▶ **Problems to work on**:
[1] In the oom_reaper post, print the passage that begins at the words "On Wed, 6 Dec" and stops after "after unmap_vmas() returns.".
[2] According to the oom_reaper post, who sent this reply?

▶ **Given text**:
Re: Multiple oom_reaper BUGs: unmap_page_range racing with exit_mmap

From: David Rientjes <rientjes@google.com>
To: Tetsuo Handa <penguin-kernel@i-love.sakura.ne.jp>
Cc: Andrew Morton <akpm@linux-foundation.org>,
	Michal Hocko <mhocko@suse.com>,
	Andrea Arcangeli <aarcange@redhat.com>,
	linux-kernel@vger.kernel.org, linux-mm@kvack.org
Subject: Re: Multiple oom_reaper BUGs: unmap_page_range racing with exit_mmap
Date: Tue, 5 Dec 2017 23:48:21 -0800 (PST)	[thread overview]
Message-ID: <alpine.DEB.2.10.1712052323170.119719@chino.kir.corp.google.com> (raw)
In-Reply-To: <201712060328.vB63SrDK069830@www262.sakura.ne.jp>

On Wed, 6 Dec 2017, Tetsuo Handa wrote:

> > > One way to solve the issue is to have two mm flags: one to indicate the mm 
> > > is entering unmap_vmas(): set the flag, do down_write(&mm->mmap_sem); 
> > > up_write(&mm->mmap_sem), then unmap_vmas().  The oom reaper needs this 
> > > flag clear, not MMF_OOM_SKIP, while holding down_read(&mm->mmap_sem) to be 
> > > allowed to call unmap_page_range().  The oom killer will still defer 
> > > selecting this victim for MMF_OOM_SKIP after unmap_vmas() returns.

▶ **Source material**:
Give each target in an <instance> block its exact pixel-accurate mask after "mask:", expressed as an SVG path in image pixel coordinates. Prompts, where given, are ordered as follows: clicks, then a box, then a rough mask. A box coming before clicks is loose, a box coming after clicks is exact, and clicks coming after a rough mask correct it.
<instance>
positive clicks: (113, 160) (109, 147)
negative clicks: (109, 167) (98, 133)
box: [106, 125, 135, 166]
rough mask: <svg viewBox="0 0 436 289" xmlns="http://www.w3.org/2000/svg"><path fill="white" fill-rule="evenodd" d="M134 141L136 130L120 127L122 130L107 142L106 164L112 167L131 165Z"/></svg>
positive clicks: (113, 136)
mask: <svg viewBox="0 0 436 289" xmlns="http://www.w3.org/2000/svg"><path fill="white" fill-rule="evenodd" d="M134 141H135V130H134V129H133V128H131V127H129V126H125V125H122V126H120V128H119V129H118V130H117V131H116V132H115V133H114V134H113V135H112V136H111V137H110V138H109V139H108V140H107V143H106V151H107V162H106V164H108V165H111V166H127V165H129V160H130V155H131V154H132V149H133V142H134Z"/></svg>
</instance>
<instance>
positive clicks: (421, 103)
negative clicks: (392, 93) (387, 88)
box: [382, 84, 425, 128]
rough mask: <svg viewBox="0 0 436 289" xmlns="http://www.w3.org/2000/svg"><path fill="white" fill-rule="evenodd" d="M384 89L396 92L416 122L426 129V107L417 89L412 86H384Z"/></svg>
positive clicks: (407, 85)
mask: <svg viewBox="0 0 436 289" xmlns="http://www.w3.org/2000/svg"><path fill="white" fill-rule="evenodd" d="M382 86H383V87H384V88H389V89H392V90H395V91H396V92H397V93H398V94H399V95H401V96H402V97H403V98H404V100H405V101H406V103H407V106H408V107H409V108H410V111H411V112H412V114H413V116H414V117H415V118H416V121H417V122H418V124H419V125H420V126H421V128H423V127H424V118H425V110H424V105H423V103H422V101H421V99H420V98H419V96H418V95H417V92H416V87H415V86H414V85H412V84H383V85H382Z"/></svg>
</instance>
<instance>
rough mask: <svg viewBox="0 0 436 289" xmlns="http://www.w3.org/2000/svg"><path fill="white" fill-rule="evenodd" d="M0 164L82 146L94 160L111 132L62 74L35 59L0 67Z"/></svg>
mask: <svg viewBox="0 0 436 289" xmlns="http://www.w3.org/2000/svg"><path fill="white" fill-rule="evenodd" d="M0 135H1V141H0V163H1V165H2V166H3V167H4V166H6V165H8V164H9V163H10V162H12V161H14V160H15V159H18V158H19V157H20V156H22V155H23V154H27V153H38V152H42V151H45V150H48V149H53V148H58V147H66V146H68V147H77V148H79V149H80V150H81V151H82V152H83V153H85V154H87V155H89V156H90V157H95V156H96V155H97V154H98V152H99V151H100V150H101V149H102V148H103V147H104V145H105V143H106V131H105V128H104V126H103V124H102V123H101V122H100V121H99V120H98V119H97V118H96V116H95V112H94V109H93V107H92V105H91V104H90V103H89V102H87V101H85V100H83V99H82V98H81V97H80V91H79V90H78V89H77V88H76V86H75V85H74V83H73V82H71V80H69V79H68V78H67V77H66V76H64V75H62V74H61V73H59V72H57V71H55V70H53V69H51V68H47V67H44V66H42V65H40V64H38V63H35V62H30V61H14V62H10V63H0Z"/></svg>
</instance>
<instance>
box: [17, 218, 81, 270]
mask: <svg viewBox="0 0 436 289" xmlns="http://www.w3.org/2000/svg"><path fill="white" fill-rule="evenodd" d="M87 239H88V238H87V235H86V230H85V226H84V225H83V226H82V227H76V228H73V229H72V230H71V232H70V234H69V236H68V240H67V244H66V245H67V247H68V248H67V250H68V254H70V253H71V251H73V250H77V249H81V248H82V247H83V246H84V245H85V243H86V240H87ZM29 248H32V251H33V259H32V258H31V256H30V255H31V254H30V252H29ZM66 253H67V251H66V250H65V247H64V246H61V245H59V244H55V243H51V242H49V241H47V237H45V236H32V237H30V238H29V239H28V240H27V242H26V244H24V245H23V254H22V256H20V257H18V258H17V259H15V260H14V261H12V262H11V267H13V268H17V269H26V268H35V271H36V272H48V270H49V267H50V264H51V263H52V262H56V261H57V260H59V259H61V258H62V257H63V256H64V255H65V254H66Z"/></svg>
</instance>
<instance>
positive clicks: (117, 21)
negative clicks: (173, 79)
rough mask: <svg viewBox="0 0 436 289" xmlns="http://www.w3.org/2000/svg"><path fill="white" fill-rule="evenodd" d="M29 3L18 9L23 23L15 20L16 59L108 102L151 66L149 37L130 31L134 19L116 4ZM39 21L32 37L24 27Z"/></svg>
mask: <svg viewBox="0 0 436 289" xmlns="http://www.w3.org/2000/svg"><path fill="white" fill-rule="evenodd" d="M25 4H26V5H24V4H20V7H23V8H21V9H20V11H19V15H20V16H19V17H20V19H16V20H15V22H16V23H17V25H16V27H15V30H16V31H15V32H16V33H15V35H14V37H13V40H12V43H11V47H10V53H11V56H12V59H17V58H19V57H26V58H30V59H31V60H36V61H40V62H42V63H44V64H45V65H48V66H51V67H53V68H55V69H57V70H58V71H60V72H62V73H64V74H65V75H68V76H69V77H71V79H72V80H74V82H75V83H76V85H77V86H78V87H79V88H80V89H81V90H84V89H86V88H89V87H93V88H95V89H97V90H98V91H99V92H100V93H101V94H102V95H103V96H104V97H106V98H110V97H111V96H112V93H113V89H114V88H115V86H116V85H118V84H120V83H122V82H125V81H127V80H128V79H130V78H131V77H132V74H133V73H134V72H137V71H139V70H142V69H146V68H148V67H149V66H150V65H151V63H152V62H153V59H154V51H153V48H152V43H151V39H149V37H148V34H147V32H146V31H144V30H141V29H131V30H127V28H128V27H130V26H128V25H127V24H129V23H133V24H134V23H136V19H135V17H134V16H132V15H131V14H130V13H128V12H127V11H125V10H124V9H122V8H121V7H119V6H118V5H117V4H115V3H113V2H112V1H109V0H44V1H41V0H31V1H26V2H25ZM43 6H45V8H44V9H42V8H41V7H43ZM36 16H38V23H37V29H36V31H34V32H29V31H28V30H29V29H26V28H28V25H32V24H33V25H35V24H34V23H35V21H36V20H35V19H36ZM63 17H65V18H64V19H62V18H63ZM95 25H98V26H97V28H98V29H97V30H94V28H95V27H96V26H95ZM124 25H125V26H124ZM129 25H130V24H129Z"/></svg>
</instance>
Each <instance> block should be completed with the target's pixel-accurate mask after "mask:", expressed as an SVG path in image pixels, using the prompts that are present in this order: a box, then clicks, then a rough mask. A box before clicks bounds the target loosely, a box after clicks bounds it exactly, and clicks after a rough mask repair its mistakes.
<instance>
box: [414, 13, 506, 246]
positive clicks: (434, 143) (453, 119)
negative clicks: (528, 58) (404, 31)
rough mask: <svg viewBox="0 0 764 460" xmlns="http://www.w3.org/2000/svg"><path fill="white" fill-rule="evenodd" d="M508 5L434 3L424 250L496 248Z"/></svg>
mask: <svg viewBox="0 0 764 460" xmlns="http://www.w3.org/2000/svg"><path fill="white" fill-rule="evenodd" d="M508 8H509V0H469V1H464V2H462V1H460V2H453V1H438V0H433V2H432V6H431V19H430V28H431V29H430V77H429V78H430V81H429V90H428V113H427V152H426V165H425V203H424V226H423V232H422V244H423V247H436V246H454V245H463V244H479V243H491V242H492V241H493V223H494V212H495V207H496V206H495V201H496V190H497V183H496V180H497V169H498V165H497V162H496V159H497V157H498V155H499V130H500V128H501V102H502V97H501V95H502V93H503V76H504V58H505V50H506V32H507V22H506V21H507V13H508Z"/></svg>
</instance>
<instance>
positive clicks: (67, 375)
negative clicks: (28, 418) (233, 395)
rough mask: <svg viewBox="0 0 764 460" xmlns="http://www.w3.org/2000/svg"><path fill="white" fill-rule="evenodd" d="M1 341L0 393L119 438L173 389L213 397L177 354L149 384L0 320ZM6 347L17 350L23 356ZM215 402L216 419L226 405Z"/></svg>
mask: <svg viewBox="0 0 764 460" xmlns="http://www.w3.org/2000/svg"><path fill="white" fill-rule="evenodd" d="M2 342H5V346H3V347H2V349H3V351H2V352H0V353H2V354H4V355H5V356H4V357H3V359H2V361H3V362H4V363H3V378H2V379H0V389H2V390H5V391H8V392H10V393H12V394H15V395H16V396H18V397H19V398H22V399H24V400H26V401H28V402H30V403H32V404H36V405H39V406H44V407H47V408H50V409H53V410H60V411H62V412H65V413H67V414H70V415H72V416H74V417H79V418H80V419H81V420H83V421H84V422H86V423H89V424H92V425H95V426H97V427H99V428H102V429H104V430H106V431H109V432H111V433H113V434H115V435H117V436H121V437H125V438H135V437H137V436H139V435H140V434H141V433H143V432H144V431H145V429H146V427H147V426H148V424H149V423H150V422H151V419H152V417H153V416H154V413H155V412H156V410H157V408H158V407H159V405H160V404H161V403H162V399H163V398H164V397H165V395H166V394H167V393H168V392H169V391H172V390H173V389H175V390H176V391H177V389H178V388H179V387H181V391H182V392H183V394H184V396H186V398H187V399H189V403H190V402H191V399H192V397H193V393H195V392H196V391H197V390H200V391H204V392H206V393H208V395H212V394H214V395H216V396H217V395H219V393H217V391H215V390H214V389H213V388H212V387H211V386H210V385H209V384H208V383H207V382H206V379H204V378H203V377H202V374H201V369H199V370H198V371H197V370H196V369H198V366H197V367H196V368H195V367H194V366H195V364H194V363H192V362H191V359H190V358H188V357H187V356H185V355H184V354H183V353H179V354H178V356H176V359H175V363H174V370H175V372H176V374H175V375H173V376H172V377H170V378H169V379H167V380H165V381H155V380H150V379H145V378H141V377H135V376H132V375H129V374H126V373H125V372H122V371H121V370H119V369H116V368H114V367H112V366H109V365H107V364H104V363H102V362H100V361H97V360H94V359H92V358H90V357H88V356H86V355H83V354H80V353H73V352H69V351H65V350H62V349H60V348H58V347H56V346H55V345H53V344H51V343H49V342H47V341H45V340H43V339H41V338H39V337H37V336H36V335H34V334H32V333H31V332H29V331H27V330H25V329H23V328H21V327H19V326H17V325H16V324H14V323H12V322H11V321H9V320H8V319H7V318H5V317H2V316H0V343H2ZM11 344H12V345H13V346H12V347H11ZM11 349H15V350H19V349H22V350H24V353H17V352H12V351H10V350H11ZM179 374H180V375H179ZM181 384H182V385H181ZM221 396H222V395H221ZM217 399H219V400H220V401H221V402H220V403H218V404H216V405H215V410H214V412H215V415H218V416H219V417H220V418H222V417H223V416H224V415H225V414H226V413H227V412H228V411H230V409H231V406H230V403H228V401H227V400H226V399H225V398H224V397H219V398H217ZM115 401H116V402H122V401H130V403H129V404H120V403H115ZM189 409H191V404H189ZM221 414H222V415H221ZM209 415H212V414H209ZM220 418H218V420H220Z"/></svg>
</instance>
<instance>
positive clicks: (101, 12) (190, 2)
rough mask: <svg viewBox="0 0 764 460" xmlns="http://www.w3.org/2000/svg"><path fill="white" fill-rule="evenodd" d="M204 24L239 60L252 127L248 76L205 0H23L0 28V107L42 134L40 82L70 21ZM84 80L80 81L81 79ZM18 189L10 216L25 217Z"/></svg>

▶ **Solutions per task**:
[1]
On Wed, 6 Dec 2017, Tetsuo Handa wrote:

> > > One way to solve the issue is to have two mm flags: one to indicate the mm 
> > > is entering unmap_vmas(): set the flag, do down_write(&mm->mmap_sem); 
> > > up_write(&mm->mmap_sem), then unmap_vmas().  The oom reaper needs this 
> > > flag clear, not MMF_OOM_SKIP, while holding down_read(&mm->mmap_sem) to be 
> > > allowed to call unmap_page_range().  The oom killer will still defer 
> > > selecting this victim for MMF_OOM_SKIP after unmap_vmas() returns.

[2] David Rientjes